* **Required action**: Copy every line of the records below that holds the word "rough".
======== Record set ========
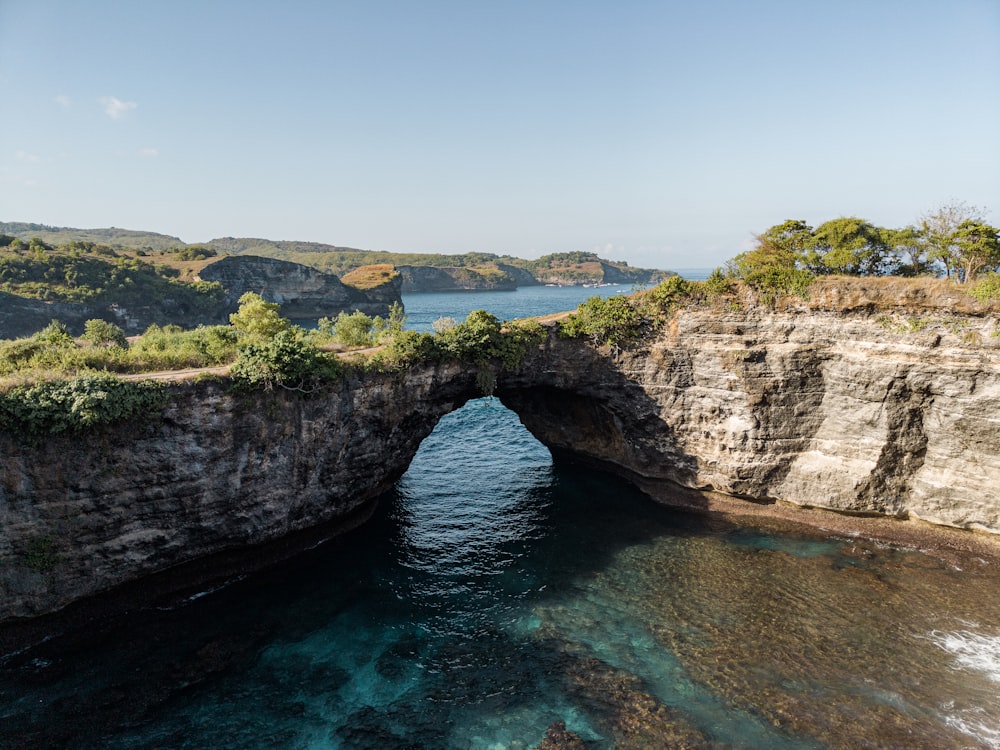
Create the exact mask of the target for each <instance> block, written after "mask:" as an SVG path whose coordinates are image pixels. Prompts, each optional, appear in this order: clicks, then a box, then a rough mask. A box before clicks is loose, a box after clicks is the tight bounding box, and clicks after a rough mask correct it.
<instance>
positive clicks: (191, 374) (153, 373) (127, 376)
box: [120, 346, 385, 381]
mask: <svg viewBox="0 0 1000 750" xmlns="http://www.w3.org/2000/svg"><path fill="white" fill-rule="evenodd" d="M383 349H385V346H369V347H367V348H365V349H351V350H350V351H346V352H336V354H337V357H338V358H339V359H348V358H353V357H357V356H363V357H367V356H368V355H370V354H374V353H375V352H378V351H382V350H383ZM320 351H327V352H332V351H335V350H334V349H329V348H325V347H321V349H320ZM230 367H232V365H217V366H215V367H190V368H187V369H184V370H159V371H157V372H137V373H134V374H130V375H121V376H120V377H121V379H122V380H166V381H171V380H190V379H192V378H196V377H198V376H199V375H219V376H226V375H228V374H229V369H230Z"/></svg>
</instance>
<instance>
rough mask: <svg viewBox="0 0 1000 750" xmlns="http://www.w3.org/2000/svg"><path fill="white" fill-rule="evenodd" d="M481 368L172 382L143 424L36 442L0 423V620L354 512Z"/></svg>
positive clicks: (397, 477)
mask: <svg viewBox="0 0 1000 750" xmlns="http://www.w3.org/2000/svg"><path fill="white" fill-rule="evenodd" d="M474 380H475V376H474V375H470V374H467V373H464V372H462V371H461V370H460V369H459V368H457V367H456V366H440V367H430V366H428V367H422V368H415V369H413V370H411V371H409V372H407V373H405V375H401V376H396V377H391V376H370V377H366V378H365V379H363V380H359V379H352V380H348V381H346V382H344V383H342V384H341V385H340V386H339V387H338V388H337V389H336V390H334V391H333V392H332V393H330V394H329V395H327V396H326V397H323V398H311V399H301V398H296V397H294V396H291V395H289V394H288V393H287V392H284V391H281V390H280V389H279V390H275V391H271V392H266V393H260V394H257V395H254V396H253V397H250V396H234V395H231V394H229V393H227V384H220V383H213V382H202V383H198V384H193V383H189V384H184V385H181V384H178V385H175V386H172V388H173V389H174V393H173V396H174V398H173V399H172V404H171V405H170V406H169V407H168V409H167V410H166V411H165V413H164V414H163V415H162V418H161V419H159V420H158V421H156V422H154V423H150V424H148V425H144V426H137V425H134V424H126V425H121V426H120V427H115V428H107V429H104V430H101V431H99V432H95V433H93V434H88V435H86V436H85V437H83V438H81V437H79V436H68V437H56V438H49V439H46V440H45V441H44V442H42V443H40V444H37V445H32V444H25V443H22V442H20V441H18V440H16V439H15V438H14V437H13V436H9V435H5V434H3V433H0V621H3V620H5V619H8V618H11V617H25V616H31V615H36V614H41V613H44V612H48V611H52V610H55V609H57V608H59V607H61V606H63V605H65V604H66V603H68V602H70V601H73V600H75V599H79V598H81V597H85V596H88V595H91V594H94V593H97V592H100V591H103V590H106V589H109V588H111V587H113V586H115V585H116V584H120V583H123V582H126V581H130V580H134V579H137V578H140V577H142V576H145V575H148V574H150V573H153V572H156V571H161V570H164V569H167V568H170V567H172V566H175V565H177V564H179V563H183V562H187V561H191V560H196V559H198V558H201V557H204V556H206V555H210V554H213V553H217V552H220V551H223V550H228V549H232V548H240V547H246V546H248V545H256V544H260V543H263V542H267V541H270V540H274V539H279V538H281V537H283V536H285V535H287V534H290V533H292V532H295V531H298V530H302V529H306V528H310V527H313V526H316V525H317V524H322V523H324V522H327V521H332V520H336V519H339V518H343V517H345V516H347V515H348V514H350V513H351V512H352V511H355V510H357V509H358V508H359V507H361V506H362V505H364V504H365V503H366V502H368V501H369V500H371V498H373V497H375V496H377V495H378V494H380V493H382V492H384V491H385V490H387V489H389V488H390V487H391V486H392V484H393V483H394V482H395V481H396V479H398V478H399V477H400V476H401V475H402V473H403V472H404V471H405V470H406V467H407V466H408V465H409V463H410V461H411V460H412V458H413V456H414V454H415V453H416V451H417V449H418V448H419V445H420V442H421V440H423V439H424V438H425V437H426V436H427V435H428V434H430V432H431V430H432V429H433V427H434V425H435V424H436V423H437V420H438V419H439V418H440V417H441V416H442V415H444V414H446V413H448V412H450V411H452V410H454V409H456V408H458V407H459V406H461V405H462V404H463V403H464V402H465V401H466V400H467V399H468V398H469V397H470V396H473V395H476V391H475V385H474Z"/></svg>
========
* **Exercise solution**:
Create the exact mask of the target for each <instance> block, written after "mask:" as an SVG path whose coordinates are image pixels. Prompts, each optional, appear in this order: clicks, then a box, then a rough mask. A box before clicks is loose, a box after clicks is the tight bounding box, and clicks after a rough mask correct it.
rough mask: <svg viewBox="0 0 1000 750" xmlns="http://www.w3.org/2000/svg"><path fill="white" fill-rule="evenodd" d="M481 368L172 382L143 424L36 442L0 423V620L354 512Z"/></svg>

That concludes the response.